• [Passage provided]

---------------

What erupted in Lahore represents an ongoing battle about what Islam actually is: a religion of peace, respect and tolerance as Ahmadis know, love and practice it, or a weapon for mass destruction as militants have misinterpreted and espoused it.
The sponsors of last week’s bloodbath have warned that if Ahmadis do not renounce their faith, there will be more such attacks. So one would think the government of Pakistan would heighten its security and ensure that Ahmadis are given some protection. Far from it.
The government’s attempts to lay the entire blame on extremists denies the stark reality that the government itself is complicit with them in the bullying and beating of Ahmadis and other minorities, and has been for decades.
Ahmadis have been systematically singled out and vilified through every sphere of Pakistani life. Laws passed by the government criminalise the public practice of Islam specifically by Ahmadis with jail sentences for ‘posing as Muslims’ or trumped up charges of blasphemy. Any Ahmadi that offers the Islamic greeting salaam to another Muslim could be put behind bars for three years.
Such State-sanctioned persecution has acted as a catalyst for others to act with impunity in discriminating against Ahmadis in public life. Ahmadis are barred from senior posts in government, higher levels of the armed forces, denied many other jobs, their businesses looted and progress in education blocked. Four million Ahmadis cannot even exercise their right to vote unless they relinquish their claim to be Muslims, something no Ahmadi would dream of doing.

---------------

• [Record extracts]

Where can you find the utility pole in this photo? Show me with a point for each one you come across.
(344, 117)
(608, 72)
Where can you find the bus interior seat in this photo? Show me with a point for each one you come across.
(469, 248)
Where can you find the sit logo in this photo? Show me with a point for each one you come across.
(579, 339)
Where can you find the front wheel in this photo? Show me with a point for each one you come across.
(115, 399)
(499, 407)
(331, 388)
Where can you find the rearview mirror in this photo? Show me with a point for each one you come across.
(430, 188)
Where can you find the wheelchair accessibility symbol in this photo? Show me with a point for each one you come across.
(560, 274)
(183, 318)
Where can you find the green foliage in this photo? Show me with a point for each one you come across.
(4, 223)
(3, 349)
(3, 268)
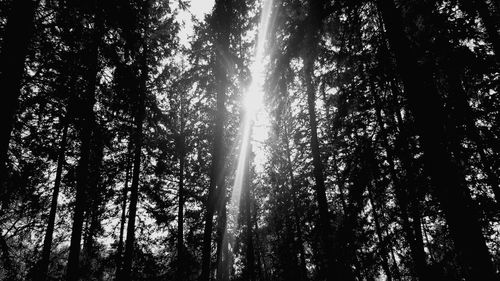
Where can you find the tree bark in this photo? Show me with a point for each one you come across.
(47, 242)
(448, 182)
(216, 190)
(87, 123)
(123, 219)
(250, 258)
(180, 213)
(138, 140)
(18, 31)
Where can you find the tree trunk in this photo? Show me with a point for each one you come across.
(408, 204)
(15, 43)
(491, 25)
(123, 219)
(384, 253)
(320, 189)
(448, 182)
(250, 258)
(47, 242)
(87, 123)
(216, 190)
(134, 188)
(180, 214)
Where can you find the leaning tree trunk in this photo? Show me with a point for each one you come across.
(15, 43)
(87, 102)
(215, 196)
(134, 188)
(180, 215)
(47, 242)
(448, 182)
(123, 218)
(250, 257)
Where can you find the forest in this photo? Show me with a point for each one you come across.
(261, 140)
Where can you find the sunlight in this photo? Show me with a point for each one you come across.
(252, 104)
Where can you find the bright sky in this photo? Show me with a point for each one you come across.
(199, 8)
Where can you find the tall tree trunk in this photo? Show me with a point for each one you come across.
(123, 219)
(384, 253)
(315, 21)
(448, 182)
(180, 213)
(94, 210)
(295, 194)
(216, 190)
(320, 189)
(250, 258)
(47, 242)
(87, 123)
(126, 274)
(408, 204)
(15, 43)
(491, 24)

---------------

• [Prompt 1] According to the passage about Ahmadis in Pakistan, how long could an Ahmadi be jailed for offering the Islamic greeting salaam to another Muslim?
• [Prompt 2] From the passage about Ahmadis in Pakistan, copy the words between "What erupted in" and "Far from it.", inclusive.
• [Prompt 3]
Decide whether each statement agrees with the passage about Ahmadis in Pakistan. For each, answer yes or no and quote the words from the passage that decide it.
(a) The sponsors of the attack warned of further attacks if Ahmadis do not renounce their faith.
(b) The government of Pakistan responded to the warning by heightening security for Ahmadis.
(c) Ahmadis in Pakistan can vote while keeping their claim to be Muslims.

• [Task result 1] Three years.

• [Task result 2]
What erupted in Lahore represents an ongoing battle about what Islam actually is: a religion of peace, respect and tolerance as Ahmadis know, love and practice it, or a weapon for mass destruction as militants have misinterpreted and espoused it.
The sponsors of last week’s bloodbath have warned that if Ahmadis do not renounce their faith, there will be more such attacks. So one would think the government of Pakistan would heighten its security and ensure that Ahmadis are given some protection. Far from it.

• [Task result 3]
(a) Yes: "The sponsors of last week’s bloodbath have warned that if Ahmadis do not renounce their faith, there will be more such attacks."
(b) No: "So one would think the government of Pakistan would heighten its security and ensure that Ahmadis are given some protection. Far from it."
(c) No: "Four million Ahmadis cannot even exercise their right to vote unless they relinquish their claim to be Muslims"